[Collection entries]

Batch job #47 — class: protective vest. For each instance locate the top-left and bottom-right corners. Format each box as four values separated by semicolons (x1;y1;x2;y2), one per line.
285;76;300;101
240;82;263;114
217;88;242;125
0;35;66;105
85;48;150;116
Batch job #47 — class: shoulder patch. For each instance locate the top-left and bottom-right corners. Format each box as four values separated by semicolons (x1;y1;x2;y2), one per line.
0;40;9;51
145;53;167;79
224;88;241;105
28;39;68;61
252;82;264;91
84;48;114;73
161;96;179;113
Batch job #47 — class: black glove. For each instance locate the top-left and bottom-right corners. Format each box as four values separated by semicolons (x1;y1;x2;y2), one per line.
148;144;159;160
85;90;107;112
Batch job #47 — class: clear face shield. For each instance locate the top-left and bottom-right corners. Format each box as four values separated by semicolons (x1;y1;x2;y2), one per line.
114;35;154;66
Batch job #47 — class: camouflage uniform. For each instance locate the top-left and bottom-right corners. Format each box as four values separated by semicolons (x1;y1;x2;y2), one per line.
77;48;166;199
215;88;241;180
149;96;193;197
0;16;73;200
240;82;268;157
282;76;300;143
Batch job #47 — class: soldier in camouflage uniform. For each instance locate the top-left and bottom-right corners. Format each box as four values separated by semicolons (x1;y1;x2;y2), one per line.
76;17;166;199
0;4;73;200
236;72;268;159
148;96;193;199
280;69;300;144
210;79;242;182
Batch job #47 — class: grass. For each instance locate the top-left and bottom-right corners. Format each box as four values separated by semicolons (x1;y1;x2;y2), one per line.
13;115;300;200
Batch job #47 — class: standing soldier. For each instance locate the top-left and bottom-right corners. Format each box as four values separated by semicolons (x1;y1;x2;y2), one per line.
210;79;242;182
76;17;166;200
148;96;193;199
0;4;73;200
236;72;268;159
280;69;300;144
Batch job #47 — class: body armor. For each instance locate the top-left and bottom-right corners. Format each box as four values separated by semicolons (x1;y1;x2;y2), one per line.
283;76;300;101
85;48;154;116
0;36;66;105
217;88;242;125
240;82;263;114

Requirement:
Duplicate the data above line for line, without changing anything.

Exercise solution:
Batch job #47 — class: protective vest. For each instance locate the top-left and bottom-right corners. Format each box as four values separated by semicolons (x1;y1;x2;y2), one per line.
285;76;300;101
240;82;263;114
217;88;242;125
0;35;66;105
85;48;150;116
Batch job #47 — class: shoulder patch. For each instance locate the top-left and bottom-right corners. Format each box as four values separated by semicolons (x1;y1;x2;y2), one per line.
0;40;9;51
145;53;167;79
224;88;241;105
28;39;68;61
252;82;264;91
84;48;114;73
161;96;179;113
Batch job #47 — class: black glove. For each instance locate the top-left and bottom-right corners. Format each box as four values separated by semicolons (x1;y1;x2;y2), one per line.
148;144;159;160
85;90;107;112
Batch job #47 — class: clear face shield. For each instance locate the top-left and bottom-right corners. Format each box as four values separated by semicolons (x1;y1;x2;y2), one per line.
114;35;154;66
Batch job #47 — class: camouflage uniform. For each instance locate the top-left and bottom-right corners. Format each box as four values separated by semicolons (x1;y1;x2;y2), one per line.
77;48;166;199
215;88;241;180
149;96;193;197
0;16;73;200
240;82;268;157
282;76;300;143
Batch job #47 — class: soldier in camouflage uniform. For each instance locate the top-left and bottom-right corners. Format each box as four values separated by semicolons (x1;y1;x2;y2), one per line.
76;17;166;199
0;4;73;200
236;72;268;159
148;96;193;199
280;69;300;144
210;79;242;182
Batch job #47 — class: grass. For each instance locate the top-left and bottom-right corners. Format each box as four values separated by semicolons (x1;y1;x2;y2), one per line.
13;115;300;200
Batch job #47 — class: standing soldier. For each instance locate the top-left and bottom-right corners. Format each box as four values separated by semicolons (x1;y1;x2;y2), one per line.
210;79;242;182
76;17;166;200
148;96;193;199
0;4;73;200
236;72;268;159
280;69;300;144
Batch job #47 — class: body armor. For each instance locate the top-left and bottom-right corners. Format each box as four values separated by semicolons (x1;y1;x2;y2), one per line.
283;76;300;101
85;48;154;116
0;36;66;105
217;88;242;125
240;82;263;114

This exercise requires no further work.